:: Stated problem ::
Please return every line of the entries below that contains the word "porch".

:: Raw data ::
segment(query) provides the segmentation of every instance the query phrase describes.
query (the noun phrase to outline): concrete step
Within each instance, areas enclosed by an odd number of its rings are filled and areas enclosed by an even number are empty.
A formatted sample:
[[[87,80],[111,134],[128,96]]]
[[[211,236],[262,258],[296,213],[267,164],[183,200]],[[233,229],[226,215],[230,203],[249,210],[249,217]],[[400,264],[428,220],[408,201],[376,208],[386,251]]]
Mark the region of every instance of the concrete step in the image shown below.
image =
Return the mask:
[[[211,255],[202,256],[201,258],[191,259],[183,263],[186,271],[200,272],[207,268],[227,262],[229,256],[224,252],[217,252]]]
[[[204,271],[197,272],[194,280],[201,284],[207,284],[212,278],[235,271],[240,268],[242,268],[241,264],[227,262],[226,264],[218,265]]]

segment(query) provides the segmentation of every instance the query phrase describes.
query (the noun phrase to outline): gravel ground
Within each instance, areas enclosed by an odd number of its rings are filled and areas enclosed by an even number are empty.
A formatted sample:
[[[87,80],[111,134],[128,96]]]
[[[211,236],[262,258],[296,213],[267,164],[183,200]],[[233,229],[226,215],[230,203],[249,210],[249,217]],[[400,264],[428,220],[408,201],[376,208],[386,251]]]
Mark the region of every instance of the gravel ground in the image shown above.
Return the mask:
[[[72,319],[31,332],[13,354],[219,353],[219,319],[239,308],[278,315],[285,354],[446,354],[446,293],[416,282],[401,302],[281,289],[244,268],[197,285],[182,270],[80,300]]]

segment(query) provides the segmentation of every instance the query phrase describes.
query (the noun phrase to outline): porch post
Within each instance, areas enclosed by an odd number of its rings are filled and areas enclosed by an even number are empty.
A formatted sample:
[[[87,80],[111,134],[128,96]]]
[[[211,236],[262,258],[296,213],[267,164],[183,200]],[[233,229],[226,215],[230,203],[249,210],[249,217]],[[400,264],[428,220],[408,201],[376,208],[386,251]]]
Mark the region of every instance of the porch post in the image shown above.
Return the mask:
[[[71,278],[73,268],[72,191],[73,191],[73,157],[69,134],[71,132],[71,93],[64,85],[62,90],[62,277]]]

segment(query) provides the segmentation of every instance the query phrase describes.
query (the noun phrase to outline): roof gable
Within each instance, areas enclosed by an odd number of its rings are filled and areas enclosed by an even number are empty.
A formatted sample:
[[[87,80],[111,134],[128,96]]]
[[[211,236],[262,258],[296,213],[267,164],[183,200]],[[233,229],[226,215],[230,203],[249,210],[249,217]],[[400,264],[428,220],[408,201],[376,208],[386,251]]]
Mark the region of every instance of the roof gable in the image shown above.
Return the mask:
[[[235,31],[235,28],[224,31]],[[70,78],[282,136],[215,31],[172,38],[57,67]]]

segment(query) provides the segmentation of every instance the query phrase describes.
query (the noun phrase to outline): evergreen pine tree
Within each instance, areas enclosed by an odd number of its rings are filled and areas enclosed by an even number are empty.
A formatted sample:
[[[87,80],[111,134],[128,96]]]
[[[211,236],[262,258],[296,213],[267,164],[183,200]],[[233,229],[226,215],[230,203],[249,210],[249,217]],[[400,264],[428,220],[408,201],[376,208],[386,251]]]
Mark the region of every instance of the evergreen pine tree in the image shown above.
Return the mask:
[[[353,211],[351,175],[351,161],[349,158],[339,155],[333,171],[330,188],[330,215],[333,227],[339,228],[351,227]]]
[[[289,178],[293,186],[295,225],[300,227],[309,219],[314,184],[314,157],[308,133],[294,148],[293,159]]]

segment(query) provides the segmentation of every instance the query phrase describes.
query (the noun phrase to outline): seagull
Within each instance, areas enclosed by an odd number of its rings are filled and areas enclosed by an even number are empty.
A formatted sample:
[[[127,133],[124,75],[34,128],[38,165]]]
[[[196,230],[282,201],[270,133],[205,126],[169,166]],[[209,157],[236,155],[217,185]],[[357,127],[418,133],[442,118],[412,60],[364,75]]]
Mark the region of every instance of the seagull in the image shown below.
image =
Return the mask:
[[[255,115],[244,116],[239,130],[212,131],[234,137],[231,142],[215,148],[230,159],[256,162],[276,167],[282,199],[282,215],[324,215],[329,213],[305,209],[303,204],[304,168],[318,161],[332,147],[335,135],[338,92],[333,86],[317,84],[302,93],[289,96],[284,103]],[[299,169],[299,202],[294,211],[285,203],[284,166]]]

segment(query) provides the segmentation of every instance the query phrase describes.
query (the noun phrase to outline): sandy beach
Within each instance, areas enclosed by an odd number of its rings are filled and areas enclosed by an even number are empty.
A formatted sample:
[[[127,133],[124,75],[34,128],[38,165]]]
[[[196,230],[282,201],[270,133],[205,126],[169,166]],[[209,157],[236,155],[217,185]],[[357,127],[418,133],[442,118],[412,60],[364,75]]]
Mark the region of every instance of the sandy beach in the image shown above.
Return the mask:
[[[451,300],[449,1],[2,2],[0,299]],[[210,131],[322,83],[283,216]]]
==
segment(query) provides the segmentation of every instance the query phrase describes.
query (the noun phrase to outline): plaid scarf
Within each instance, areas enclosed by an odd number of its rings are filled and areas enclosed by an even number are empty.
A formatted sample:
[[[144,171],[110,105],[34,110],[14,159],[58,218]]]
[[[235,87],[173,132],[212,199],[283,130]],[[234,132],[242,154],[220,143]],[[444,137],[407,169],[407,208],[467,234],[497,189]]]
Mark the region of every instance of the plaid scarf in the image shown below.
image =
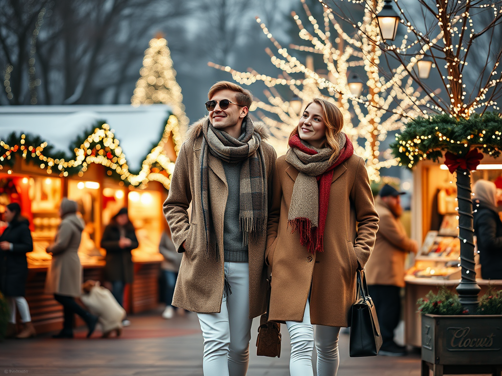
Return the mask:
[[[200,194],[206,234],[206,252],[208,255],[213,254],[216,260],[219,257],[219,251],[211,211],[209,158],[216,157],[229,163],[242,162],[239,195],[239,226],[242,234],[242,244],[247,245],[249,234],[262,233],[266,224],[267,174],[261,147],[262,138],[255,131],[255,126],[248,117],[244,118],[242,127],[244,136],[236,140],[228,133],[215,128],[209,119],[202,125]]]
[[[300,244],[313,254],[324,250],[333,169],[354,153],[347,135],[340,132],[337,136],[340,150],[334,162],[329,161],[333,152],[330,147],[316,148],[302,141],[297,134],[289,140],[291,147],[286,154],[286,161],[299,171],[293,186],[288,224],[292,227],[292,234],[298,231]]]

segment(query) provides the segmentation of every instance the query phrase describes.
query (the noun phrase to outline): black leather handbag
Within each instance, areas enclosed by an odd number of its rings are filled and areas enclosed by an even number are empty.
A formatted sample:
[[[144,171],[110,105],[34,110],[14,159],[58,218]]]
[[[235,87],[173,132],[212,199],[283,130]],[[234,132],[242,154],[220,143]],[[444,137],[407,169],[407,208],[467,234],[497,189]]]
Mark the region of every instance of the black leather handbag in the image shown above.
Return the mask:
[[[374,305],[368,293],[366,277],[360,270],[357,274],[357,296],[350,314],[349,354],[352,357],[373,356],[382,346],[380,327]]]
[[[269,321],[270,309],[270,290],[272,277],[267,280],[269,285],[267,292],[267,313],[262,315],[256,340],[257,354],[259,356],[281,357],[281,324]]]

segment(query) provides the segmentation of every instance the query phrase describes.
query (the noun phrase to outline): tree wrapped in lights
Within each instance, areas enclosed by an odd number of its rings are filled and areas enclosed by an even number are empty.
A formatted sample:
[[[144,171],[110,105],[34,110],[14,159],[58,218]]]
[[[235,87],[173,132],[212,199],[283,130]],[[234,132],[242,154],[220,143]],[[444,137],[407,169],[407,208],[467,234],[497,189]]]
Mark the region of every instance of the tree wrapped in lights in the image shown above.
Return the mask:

:: Correct response ::
query (the noun phrase to outline): porch post
Mark the region of every instance of the porch post in the image shown above.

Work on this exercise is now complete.